■ Trecho
════

Antes mesmo de o governo federal realizar mais um leilão de apoio ao mercado de trigo na quarta-feira (8), terá se comprometido a gastar R$ 153 milhões de dezembro até agora para garantir preços mínimos aos produtores rurais. Além disso, também terá comprometido todo esse dinheiro como subsídio para exportações de centenas de milhares de toneladas do grão, apontaram agentes do mercado e dados oficiais.
Os leilões de subvenção de preços são um mecanismo comum utilizado pelo governo para garantir que agricultores tenham uma receita mínima com sua colheita, em momentos de baixa das cotações, mas podem ser contestados quando acabam tornando o produto de um país competitivo o suficiente para disputar negócios no mercado internacional.
Desde o início de dezembro, a Companhia Nacional de Abastecimento (Conab), por ordem do governo federal, realiza uma série de leilões de prêmios conhecidos como Pep e Pepro. Por meio desse sistema, agricultores, cooperativas e empresas disputam um auxílio financeiro do governo, que cobre a diferença entre o preço de mercado e o valor mínimo estabelecido pelas autoridades.
Atualmente, o preço mínimo regulamentado para o trigo é de R$ 38,65 por saca de 60 kg (R$ 644,17 a tonelada) para produtores da região Sul do país, que concentra a maior parte das lavouras do cereal. Segundo o Cepea, na sexta-feira (3) os negócios com o cereal giravam em torno de R$ 512 a tonelada no mercado físico do Rio Grande do Sul.
Dados da Conab mostram que as sete rodadas de leilões realizadas até o momento garantiram apoio aos preços de 824.200 toneladas de trigo, com desembolsos previstos de R$ 153.2 milhões pelo governo. Mais um leilão desta temporada está previsto para quarta-feira (8), com oferta de prêmios para mais 55 mil toneladas. “A exportação foi a grande demandante destes leilões, sendo que o mercado interno absorveu apenas cerca de 40 mil toneladas”, estimou o diretor da consultoria Trigo & Farinhas, Luiz Pacheco.
Os registros de movimentação nos portos mostram que houve exportação de 63 mil toneladas de trigo em dezembro (um navio), pelo menos 275.900 toneladas em janeiro (seis navios) e mais 244.200 toneladas (sete navios) já nomeadas para fevereiro, segundo dados da Wilson Sons Agência Marítima, compilados pela Reuters. De acordo com informação da programação dos navios, o Brasil está exportando trigo para China, Vietnã e Coreia do Sul, entre outros destinos. “Sem os prêmios, as exportações de trigo no Brasil seriam impossíveis”, complementou Pacheco.

════

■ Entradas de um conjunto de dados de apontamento
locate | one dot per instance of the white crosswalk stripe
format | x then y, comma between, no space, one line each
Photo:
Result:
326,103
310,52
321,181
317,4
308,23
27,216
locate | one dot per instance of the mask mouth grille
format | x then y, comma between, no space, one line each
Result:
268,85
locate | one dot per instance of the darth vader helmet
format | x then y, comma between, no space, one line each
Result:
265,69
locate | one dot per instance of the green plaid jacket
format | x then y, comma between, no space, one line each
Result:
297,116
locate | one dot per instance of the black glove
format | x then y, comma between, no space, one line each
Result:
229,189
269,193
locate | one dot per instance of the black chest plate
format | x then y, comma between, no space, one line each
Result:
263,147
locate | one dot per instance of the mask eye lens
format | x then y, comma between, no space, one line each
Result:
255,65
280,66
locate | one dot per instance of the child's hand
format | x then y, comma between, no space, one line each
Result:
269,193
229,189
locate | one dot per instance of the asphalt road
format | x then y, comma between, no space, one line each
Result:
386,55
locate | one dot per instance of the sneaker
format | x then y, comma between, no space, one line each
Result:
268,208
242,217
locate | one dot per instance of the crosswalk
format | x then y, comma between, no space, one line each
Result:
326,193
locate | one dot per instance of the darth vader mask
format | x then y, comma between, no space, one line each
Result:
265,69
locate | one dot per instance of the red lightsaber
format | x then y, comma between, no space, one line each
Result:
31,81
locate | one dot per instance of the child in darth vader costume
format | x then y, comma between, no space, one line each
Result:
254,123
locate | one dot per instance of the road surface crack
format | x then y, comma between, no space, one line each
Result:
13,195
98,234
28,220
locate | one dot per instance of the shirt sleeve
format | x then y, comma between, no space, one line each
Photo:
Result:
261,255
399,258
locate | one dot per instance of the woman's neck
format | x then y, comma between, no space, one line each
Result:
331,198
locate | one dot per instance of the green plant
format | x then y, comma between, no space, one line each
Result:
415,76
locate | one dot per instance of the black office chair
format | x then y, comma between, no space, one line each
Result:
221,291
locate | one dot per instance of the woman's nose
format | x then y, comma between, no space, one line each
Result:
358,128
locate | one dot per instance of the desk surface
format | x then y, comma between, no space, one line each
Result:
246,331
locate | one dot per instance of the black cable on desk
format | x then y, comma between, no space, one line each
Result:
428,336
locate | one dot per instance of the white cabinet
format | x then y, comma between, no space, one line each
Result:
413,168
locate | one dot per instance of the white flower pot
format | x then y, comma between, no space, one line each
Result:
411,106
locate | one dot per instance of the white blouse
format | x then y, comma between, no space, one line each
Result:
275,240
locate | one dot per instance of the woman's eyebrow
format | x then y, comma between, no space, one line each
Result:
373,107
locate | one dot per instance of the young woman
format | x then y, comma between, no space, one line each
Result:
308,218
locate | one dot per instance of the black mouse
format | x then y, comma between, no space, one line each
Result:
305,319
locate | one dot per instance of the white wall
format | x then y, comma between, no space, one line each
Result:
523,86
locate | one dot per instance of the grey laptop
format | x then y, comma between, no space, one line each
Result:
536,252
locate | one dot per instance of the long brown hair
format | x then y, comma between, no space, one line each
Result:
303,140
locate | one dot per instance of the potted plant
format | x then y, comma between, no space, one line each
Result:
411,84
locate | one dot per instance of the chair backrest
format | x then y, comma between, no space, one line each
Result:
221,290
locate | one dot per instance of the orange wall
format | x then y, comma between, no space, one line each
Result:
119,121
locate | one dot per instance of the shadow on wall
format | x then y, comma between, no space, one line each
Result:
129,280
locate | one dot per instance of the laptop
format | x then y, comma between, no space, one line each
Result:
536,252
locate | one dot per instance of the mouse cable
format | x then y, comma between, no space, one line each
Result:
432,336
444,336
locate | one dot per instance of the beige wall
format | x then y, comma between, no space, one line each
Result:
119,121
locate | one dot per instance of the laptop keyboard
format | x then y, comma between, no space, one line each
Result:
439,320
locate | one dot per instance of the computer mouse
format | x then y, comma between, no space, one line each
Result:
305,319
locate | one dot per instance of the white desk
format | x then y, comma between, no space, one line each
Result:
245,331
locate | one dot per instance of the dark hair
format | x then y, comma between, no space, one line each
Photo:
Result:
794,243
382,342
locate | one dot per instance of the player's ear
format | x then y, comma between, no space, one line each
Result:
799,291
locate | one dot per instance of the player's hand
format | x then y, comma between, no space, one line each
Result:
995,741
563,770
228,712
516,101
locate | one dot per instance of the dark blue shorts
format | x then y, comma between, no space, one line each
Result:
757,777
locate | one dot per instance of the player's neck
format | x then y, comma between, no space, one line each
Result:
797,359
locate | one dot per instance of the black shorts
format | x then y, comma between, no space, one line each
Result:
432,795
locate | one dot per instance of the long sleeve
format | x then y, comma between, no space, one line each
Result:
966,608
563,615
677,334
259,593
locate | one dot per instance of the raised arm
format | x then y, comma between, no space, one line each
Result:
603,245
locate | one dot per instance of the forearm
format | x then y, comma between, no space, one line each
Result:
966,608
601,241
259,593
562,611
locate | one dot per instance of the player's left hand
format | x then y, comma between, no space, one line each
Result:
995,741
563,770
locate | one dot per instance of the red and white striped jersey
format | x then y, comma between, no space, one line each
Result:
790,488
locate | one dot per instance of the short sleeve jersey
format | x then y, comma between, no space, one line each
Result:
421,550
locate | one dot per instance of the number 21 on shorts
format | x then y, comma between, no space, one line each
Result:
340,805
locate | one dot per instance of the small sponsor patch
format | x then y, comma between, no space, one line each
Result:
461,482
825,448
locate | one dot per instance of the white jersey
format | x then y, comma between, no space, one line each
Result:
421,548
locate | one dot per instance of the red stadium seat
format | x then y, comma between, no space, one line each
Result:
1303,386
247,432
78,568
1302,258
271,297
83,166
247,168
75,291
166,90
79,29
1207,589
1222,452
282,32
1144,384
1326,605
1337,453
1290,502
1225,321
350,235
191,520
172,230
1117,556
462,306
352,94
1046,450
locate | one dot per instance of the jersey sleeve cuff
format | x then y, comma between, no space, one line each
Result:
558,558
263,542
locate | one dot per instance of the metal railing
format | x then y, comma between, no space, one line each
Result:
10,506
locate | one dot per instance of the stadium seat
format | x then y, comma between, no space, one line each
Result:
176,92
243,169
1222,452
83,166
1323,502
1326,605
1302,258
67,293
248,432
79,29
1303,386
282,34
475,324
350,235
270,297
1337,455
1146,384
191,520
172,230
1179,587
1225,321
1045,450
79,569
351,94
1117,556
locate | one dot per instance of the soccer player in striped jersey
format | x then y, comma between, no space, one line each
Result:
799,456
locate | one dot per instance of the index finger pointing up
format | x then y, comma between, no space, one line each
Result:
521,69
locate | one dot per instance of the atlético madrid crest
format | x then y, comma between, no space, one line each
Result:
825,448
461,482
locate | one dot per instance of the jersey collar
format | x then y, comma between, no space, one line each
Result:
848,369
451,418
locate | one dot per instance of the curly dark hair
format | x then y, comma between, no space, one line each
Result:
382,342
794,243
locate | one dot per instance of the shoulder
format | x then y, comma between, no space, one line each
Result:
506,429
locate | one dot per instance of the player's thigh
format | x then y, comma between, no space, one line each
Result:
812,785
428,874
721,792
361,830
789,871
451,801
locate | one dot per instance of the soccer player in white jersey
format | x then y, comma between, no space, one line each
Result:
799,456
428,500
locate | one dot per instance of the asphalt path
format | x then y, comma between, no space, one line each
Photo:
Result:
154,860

════

■ Questão breve 1
No texto sobre os leilões de trigo, qual é o preço mínimo regulamentado para o trigo para produtores da região Sul?
■ Questão breve 2
Devolva, do texto sobre os leilões de trigo, o segmento que começa nas palavras "Atualmente, o preço" e vai até "Farinhas, Luiz Pacheco.", inclusive, sem qualquer alteração.
■ Questão breve 3
Prossiga o texto sobre os leilões de trigo a partir da última frase apresentada.

■ Resposta 1
R$ 38,65 por saca de 60 kg, ou R$ 644,17 a tonelada.

■ Resposta 2
Atualmente, o preço mínimo regulamentado para o trigo é de R$ 38,65 por saca de 60 kg (R$ 644,17 a tonelada) para produtores da região Sul do país, que concentra a maior parte das lavouras do cereal. Segundo o Cepea, na sexta-feira (3) os negócios com o cereal giravam em torno de R$ 512 a tonelada no mercado físico do Rio Grande do Sul.
Dados da Conab mostram que as sete rodadas de leilões realizadas até o momento garantiram apoio aos preços de 824.200 toneladas de trigo, com desembolsos previstos de R$ 153.2 milhões pelo governo. Mais um leilão desta temporada está previsto para quarta-feira (8), com oferta de prêmios para mais 55 mil toneladas. “A exportação foi a grande demandante destes leilões, sendo que o mercado interno absorveu apenas cerca de 40 mil toneladas”, estimou o diretor da consultoria Trigo & Farinhas, Luiz Pacheco.

■ Resposta 3
Um analista de uma corretora de trigo de Porto Alegre, que pediu para não ser identificado, disse que os valores negociados atualmente no porto de Rio Grande (RS) giram em torno de R$ 520 a tonelada, e que sem os prêmios do governo os agricultores não teriam realizado as vendas. “Sem o leilão, não fecharia a conta”, afirmou a fonte. Os preços estão baixos no mercado nacional após uma safra recorde em 2016, de 6.73 milhões de toneladas, em conjunção com grandes ofertas globais.
Apesar dos embarques, o Brasil é um importador líquido de trigo, uma vez que seu consumo interno ultrapassa 10.7 milhões de toneladas. O país, por vezes, exporta trigo de qualidade que não tem demanda pela indústria nacional de panificação, maior consumidora do cereal. Não há informações claras sobre o tipo do cereal que está sendo exportado.
Contestação
A destinação de trigo para o mercado externo está prevista nos editais dos leilões de Pepro, que prevê como um dos destinos aceitos pelo governo o “marítimo externo (realizado fora do país)”, mas isso não livra o Brasil de eventualmente ter esse tipo de operação contestada por outros países.
No início da década passada, o próprio Brasil abriu uma disputa na Organização Mundial do Comércio (OMC), acusando os Estados Unidos de favorecerem seus produtores de algodão com subsídios. Em 2009, o OMC determinou que os subsídios eram ilegais e autorizou uma retaliação pelo Brasil no valor de US$ 829 milhões.
Embora a relevância das exportações brasileiras de trigo seja pequena no cenário global, qualquer subsídio que tenha influência no mercado internacional de um produto é passível de contestação na OMC, disse o professor da Escola de Direito da Fundação Getúlio Vargas SP, Rabih Nasser, especialista em comércio internacional. “Se o apoio que o governo está dando aos exportadores está tendo como efeito baixar o preço do produto (…), se está tendo como efeito deslocar produtores de outros países no mercado internacional, ou seja, se está tendo efeito considerado ‘prejuízo grave’ no mercado internacional, esses subsídios, esses apoios podem ser considerados ilegais”, disse ele.
Contudo, o especialista ressaltou que é necessária uma queixa formal de algum país que se considere prejudicado e que isso é mais comum quando o auxílio prestado pelo governo é estrutural e não um subsídio pontual, para solucionar o problema de uma safra específica.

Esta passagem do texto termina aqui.